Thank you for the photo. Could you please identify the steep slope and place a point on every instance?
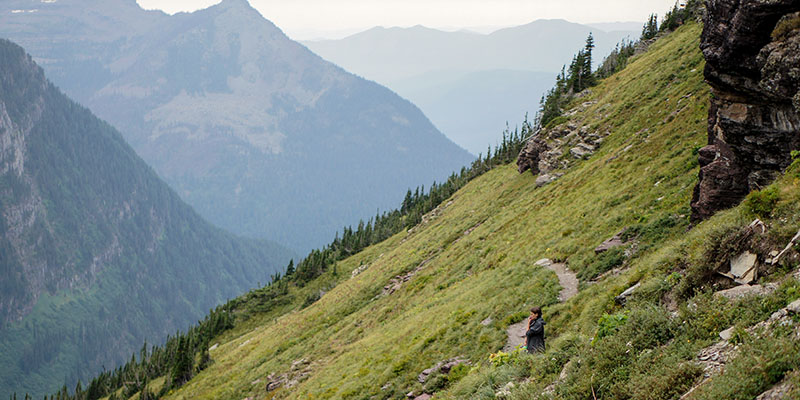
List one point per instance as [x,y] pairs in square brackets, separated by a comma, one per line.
[451,287]
[420,313]
[468,84]
[96,253]
[260,135]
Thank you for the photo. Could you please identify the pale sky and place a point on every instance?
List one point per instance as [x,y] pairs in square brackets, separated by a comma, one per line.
[302,19]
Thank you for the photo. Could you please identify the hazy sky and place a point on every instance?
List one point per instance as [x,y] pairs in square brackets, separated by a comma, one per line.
[303,18]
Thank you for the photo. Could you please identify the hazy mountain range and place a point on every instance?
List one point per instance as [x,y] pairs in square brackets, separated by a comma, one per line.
[258,134]
[97,254]
[470,84]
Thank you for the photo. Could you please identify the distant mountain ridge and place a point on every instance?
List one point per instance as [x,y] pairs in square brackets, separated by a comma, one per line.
[260,135]
[469,84]
[97,254]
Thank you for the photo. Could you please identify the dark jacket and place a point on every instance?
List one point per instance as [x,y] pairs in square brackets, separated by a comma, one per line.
[534,337]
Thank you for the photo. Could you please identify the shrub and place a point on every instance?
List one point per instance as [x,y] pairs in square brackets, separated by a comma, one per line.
[785,26]
[647,327]
[760,203]
[609,324]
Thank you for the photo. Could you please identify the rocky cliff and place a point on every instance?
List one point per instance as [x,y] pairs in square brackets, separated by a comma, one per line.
[752,52]
[96,253]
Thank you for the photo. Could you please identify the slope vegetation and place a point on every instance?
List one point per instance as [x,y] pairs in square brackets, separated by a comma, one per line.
[475,262]
[261,136]
[444,293]
[97,254]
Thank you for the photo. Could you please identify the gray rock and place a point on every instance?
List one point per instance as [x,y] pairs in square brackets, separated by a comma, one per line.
[544,179]
[746,290]
[579,152]
[614,241]
[545,262]
[794,307]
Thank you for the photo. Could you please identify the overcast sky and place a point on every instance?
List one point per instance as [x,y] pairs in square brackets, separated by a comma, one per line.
[303,19]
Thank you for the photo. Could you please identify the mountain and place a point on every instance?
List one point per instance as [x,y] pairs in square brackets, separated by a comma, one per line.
[468,84]
[97,254]
[258,134]
[640,301]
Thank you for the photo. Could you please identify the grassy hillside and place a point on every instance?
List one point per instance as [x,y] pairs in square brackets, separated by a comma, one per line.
[97,254]
[472,273]
[358,341]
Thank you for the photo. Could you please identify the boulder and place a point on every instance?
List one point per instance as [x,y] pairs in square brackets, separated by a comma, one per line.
[753,123]
[610,243]
[530,155]
[544,179]
[623,297]
[746,290]
[442,367]
[727,334]
[743,268]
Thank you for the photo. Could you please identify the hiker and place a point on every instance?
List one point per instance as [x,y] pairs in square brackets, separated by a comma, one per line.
[534,337]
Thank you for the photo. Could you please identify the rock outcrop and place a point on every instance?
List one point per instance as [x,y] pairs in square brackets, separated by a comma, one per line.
[752,58]
[544,153]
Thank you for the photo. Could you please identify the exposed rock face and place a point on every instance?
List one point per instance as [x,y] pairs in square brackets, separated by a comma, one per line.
[543,152]
[754,117]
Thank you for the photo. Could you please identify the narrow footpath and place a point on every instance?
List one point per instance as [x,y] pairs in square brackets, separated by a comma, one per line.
[569,287]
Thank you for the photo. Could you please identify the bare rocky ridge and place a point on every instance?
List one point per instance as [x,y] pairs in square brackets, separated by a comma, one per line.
[83,219]
[260,135]
[753,67]
[544,153]
[569,288]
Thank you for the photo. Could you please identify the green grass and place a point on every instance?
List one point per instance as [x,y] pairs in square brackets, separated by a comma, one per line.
[359,341]
[364,345]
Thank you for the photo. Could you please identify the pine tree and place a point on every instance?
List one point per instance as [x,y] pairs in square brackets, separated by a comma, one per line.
[650,29]
[587,77]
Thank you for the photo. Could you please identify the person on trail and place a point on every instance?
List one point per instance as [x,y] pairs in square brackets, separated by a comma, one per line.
[534,337]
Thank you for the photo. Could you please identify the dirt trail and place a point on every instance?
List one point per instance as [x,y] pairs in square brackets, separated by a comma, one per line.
[569,287]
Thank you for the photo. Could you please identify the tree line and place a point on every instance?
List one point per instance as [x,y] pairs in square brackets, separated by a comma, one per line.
[579,76]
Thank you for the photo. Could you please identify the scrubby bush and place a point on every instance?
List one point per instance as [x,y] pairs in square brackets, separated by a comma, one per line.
[761,202]
[603,262]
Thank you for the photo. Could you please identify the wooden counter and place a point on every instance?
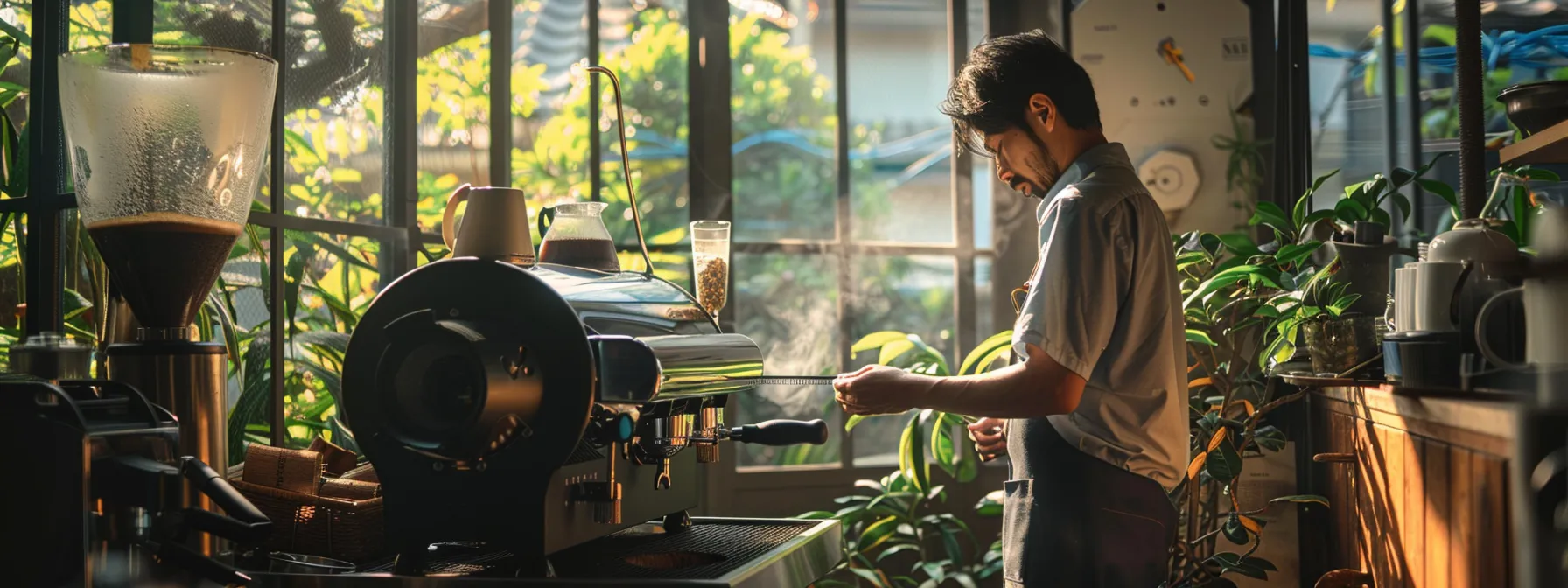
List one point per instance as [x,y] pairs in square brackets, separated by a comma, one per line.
[1418,485]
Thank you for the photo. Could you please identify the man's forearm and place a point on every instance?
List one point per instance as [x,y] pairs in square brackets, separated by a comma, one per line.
[1032,389]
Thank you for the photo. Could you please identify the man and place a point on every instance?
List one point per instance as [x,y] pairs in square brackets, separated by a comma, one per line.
[1098,405]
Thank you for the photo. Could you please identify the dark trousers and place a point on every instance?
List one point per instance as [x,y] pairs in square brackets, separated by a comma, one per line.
[1084,522]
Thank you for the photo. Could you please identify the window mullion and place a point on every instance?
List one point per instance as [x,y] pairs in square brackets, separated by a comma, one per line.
[841,164]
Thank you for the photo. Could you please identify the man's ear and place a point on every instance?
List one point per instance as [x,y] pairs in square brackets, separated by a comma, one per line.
[1040,105]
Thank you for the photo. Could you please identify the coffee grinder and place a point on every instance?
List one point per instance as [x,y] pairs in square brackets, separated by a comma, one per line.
[166,150]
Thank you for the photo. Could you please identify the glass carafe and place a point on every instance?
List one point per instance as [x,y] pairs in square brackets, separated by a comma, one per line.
[576,235]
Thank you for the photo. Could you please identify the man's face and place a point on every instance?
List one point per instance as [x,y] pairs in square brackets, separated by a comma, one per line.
[1023,162]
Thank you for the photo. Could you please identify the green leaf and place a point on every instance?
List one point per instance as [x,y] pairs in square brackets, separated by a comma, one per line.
[877,534]
[1235,532]
[896,550]
[1537,174]
[1402,176]
[912,453]
[1297,251]
[877,340]
[1402,203]
[1269,438]
[892,350]
[851,421]
[976,360]
[1270,215]
[1380,217]
[15,33]
[1441,188]
[1350,211]
[1194,336]
[1302,499]
[1223,463]
[1239,243]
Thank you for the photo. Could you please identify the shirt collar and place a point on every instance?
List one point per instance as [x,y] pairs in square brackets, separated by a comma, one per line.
[1114,154]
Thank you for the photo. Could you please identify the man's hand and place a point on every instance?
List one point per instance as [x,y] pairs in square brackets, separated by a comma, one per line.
[880,389]
[990,437]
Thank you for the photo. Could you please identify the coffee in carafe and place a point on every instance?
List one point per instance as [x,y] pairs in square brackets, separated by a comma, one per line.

------------

* **WHAT THE EXERCISE ASKS**
Quote the data above in full, leaving out the pictures it holds.

* **RESULT**
Thank you for the photo. Could you please identify the steep slope and place a point on every instance?
List one point per instance as [x,y] pairs in square brackets, separated by a comma, one per line.
[451,287]
[420,313]
[468,84]
[96,253]
[260,135]
Thank you for the photo. Could you please identify the pale sky and place a point on every instance?
List one point per instance as [x,y] pairs in square brackets, separated by a comma, one per line.
[302,19]
Thank you for the photo. Could you please identify the hazy sky and place a point on every instance?
List one point per instance as [x,y] pairs in square brackets, separated by a comma, one per line.
[303,18]
Thank you for the photo. Could you please identify the hazy mountain range and place a point on every instance?
List one point per instance as [x,y] pairs in square brackets, separated by a comma, one per line.
[258,134]
[97,254]
[470,84]
Thank you for the photo. Could you please identify the distant mountain ridge and place a point on every instance?
List one point per instance as [x,y] pairs in square brackets, separated by a comma, one per line.
[260,135]
[469,84]
[97,254]
Thank you for the photo. Could you please identify the dark jacket and place a point on every instance?
List one point per instance as [x,y] pairs in square brackets, separated by a comma, one per line.
[534,337]
Thank you for the photo. Could you please identify the shrub and place a point on every instance?
List one point per instance as [x,y] pairs in square brackets, separated by a comma, one per line.
[785,26]
[647,327]
[760,203]
[609,324]
Thank you for the photo. Could you please identify the rocky cliff and place a point on every instance?
List one point per instance as [x,y] pairs in square brackets, separated by a comma, one per line.
[752,52]
[96,253]
Thank you for the photo. Could you please identify the slope vegetation and place a point on every instance?
List one point per instance as [x,y] pairs in square brackets, separated by a comma, one per line.
[475,262]
[261,136]
[444,293]
[97,254]
Thank you for the photo. Could you please identify the gray rock and place a point on every instance?
List one point per instance as [x,y] pairs in square brackets, separated by a comma, one per line.
[544,179]
[746,290]
[579,152]
[614,241]
[545,262]
[794,307]
Thank you for the photo. Could you please identify the overcast sky and place a point on every instance?
List one point per instance as [x,y] pairs in square brackets, separated by a comma, one per line.
[303,19]
Thank you for the photo. Could you please identify the mountain and place a point on every instance?
List one point per instance as [x,y] pairs in square brackets, separated by a comma, one per line.
[468,84]
[97,254]
[258,134]
[640,301]
Thank you for the photo. Could you please identify the grassy hillside and place a point on every instance?
List one point per instance as [x,y] pairs in square brackets, separated by a comma, one per line.
[97,254]
[472,273]
[358,341]
Thank you for the photo. Could you please identify the boulder and place a point on every instance?
List one point per instance as [x,y] pairs in square brackets, separated by a comma, one per line.
[753,123]
[610,243]
[530,155]
[544,179]
[623,297]
[746,290]
[442,367]
[727,334]
[743,268]
Thank you for the photo. Could you please identify the hiker and place a point on every instance?
List one point per instance as [x,y] pairs in square brackets, separated by a comma, one per line.
[534,337]
Thank you for the photo. Could you please identify the rock outcrop and place a point on every instance?
List one point per instance as [x,y] pairs in square brackets, separated by a comma, one per line.
[752,58]
[544,153]
Thank you for the photo. Could you please identify the exposed rock face and place a point on every instance?
List one point per instance as [x,y] pairs in square brackets, separated by a comma, one per line.
[543,152]
[754,117]
Thank you for the photo. Could you please identify the narrow footpath and place a point on every instance?
List one point per instance as [x,y] pairs in square brackets, separated by a comma, one per line.
[569,287]
Thank you for the photo. Could you please identify the bare rocky ridge and place a point on every instance?
List one point per instance as [x,y] pairs in square brackets, separated by a comma, one per line.
[83,219]
[260,135]
[753,67]
[544,153]
[569,288]
Thank you for the photo. Could you please identify the green grass and place a point on every instance?
List one point per instance as [x,y] pairs in square brackets, separated by a comma, one per line.
[359,341]
[364,345]
Thank you for the photo. Could you please identify the pine tree and place a point on every instance?
List one point per instance as [x,y] pairs in square brackets, separated by a comma, one per line.
[650,29]
[587,77]
Thank you for the photo. Could you please identify the person on trail and place a point on every instance?
List one point per instance as [x,y] pairs in square brackets, separated by a comma, one per line.
[534,337]
Thank you for the photo. Could you please identify the dirt trail and place a point on every instance?
List one point per instance as [x,y] pairs in square brackets, separated by a comma, one per line.
[569,287]
Thank you for the photo. Could you please identify the tree line and place a point on every instance?
List one point per instance as [x,y] pairs in square brackets, separated by a comma, one per line.
[579,76]
Thank you for the photo. Could you please identify the scrubby bush and place a point on every instance?
List one point per instance as [x,y] pairs in square brackets, separated by a comma, one per line.
[761,202]
[603,262]
Thank you for the photo. Could you please identify the wooden counter and place a point on every instance?
List one point per instance as [x,y] pairs in square brackets, separated by a comma, one per line.
[1418,485]
Thank you for the photo. Could you please identify the man's forearm and place a point on every instance?
List one point per instance as [x,y] pairs in square brackets, separated by a comma, one per line.
[1032,389]
Thank you for the photo. Could you please identify the man and place a point on every instance?
List one point per instance as [x,y] pairs in square brackets, separated by a comma, one per line.
[1098,405]
Thank you for the photo. Could you please identify the dark trousers and place a point on every instance?
List one point per instance as [x,y] pairs in square brackets, separated by a comma, one per line.
[1084,522]
Thank you for the photo. Could you please identify the window mullion and place a point on every instance?
List one point per instance as [x,y] pairs in square brackets, separated by a comma, one per line.
[841,164]
Thank you for the photo. Could you please identify the man's ear and place a point on every instance?
List one point per instance as [x,y] pairs in square brackets, separated by a comma, one per line.
[1040,105]
Thank you for the photo. Could you please identify the coffee grinder and place a point on every instance?
List one point per instance as [x,y] pairs in square brackets, separated by a comma, one per line.
[166,150]
Thank you for the photo. Could you please identify the glass carafe and place a point on every instance?
List one point per instance as [x,y] pairs in square brackets, separated by a comma, one per line.
[576,235]
Thank you for the photo. Could you please identify the man's face and place a point on every instance?
List one point per instance as [x,y] pairs in square brackets, separated by a comma, one per line.
[1023,162]
Thank you for the photo. Could you please identify the green leaf and place a point on every instance?
List one point per instance as [x,y] pairs in square brackets, separated by a comma, one per line.
[877,534]
[1235,532]
[896,550]
[1537,174]
[1402,176]
[912,453]
[1297,251]
[877,340]
[1402,203]
[1269,438]
[892,350]
[851,421]
[976,360]
[1270,215]
[1380,217]
[15,33]
[1441,188]
[1350,211]
[1194,336]
[1302,499]
[1223,463]
[1239,243]
Thank you for the photo. Could you please identify the shirt collar and place a point on every instance?
List one point per instance as [x,y] pairs in square brackets, separated by a comma, one per line.
[1114,154]
Thank you for the photo. Could you please identify the man's hand and place a point on every instance?
List one point per instance as [x,y] pairs in square brackets, separated by a comma, one per line.
[880,389]
[990,437]
Thank you for the photo. Could you please identify the coffee in carafe and place a point on every instance?
List one point per instance as [x,y] pairs in square brackets, separated by a comma, one per line.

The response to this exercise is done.